The problem: Gather each line of the listing that contains the string "every", treating uppercase and lowercase as different.
◆ ◆ ◆ ◆ ◆
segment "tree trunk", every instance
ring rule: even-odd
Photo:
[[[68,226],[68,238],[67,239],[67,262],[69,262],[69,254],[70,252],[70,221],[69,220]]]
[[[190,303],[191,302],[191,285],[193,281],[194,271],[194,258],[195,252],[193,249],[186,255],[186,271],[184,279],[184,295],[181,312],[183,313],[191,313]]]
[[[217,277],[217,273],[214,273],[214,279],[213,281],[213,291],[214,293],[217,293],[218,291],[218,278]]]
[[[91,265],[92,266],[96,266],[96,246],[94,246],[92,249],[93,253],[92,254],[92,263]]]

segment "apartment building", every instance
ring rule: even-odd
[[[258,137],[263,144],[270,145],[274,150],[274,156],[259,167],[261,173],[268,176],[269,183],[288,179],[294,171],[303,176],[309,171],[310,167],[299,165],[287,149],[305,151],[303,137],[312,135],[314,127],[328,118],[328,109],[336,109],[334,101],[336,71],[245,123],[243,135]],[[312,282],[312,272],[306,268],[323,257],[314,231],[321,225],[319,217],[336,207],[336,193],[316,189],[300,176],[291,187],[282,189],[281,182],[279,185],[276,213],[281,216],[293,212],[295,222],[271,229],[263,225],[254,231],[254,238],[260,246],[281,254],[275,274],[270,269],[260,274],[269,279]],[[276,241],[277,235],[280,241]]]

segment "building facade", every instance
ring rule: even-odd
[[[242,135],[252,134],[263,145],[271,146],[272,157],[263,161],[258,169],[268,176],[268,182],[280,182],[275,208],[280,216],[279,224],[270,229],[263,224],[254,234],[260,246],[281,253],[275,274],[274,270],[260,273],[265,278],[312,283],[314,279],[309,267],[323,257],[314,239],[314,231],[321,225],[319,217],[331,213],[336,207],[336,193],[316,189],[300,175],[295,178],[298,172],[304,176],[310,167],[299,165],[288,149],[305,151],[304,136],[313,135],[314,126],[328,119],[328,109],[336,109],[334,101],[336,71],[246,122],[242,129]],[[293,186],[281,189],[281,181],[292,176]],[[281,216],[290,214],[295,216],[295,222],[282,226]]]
◆ ◆ ◆ ◆ ◆
Expected answer:
segment "tree trunk", every instance
segment "apartment building", every instance
segment "building facade", every instance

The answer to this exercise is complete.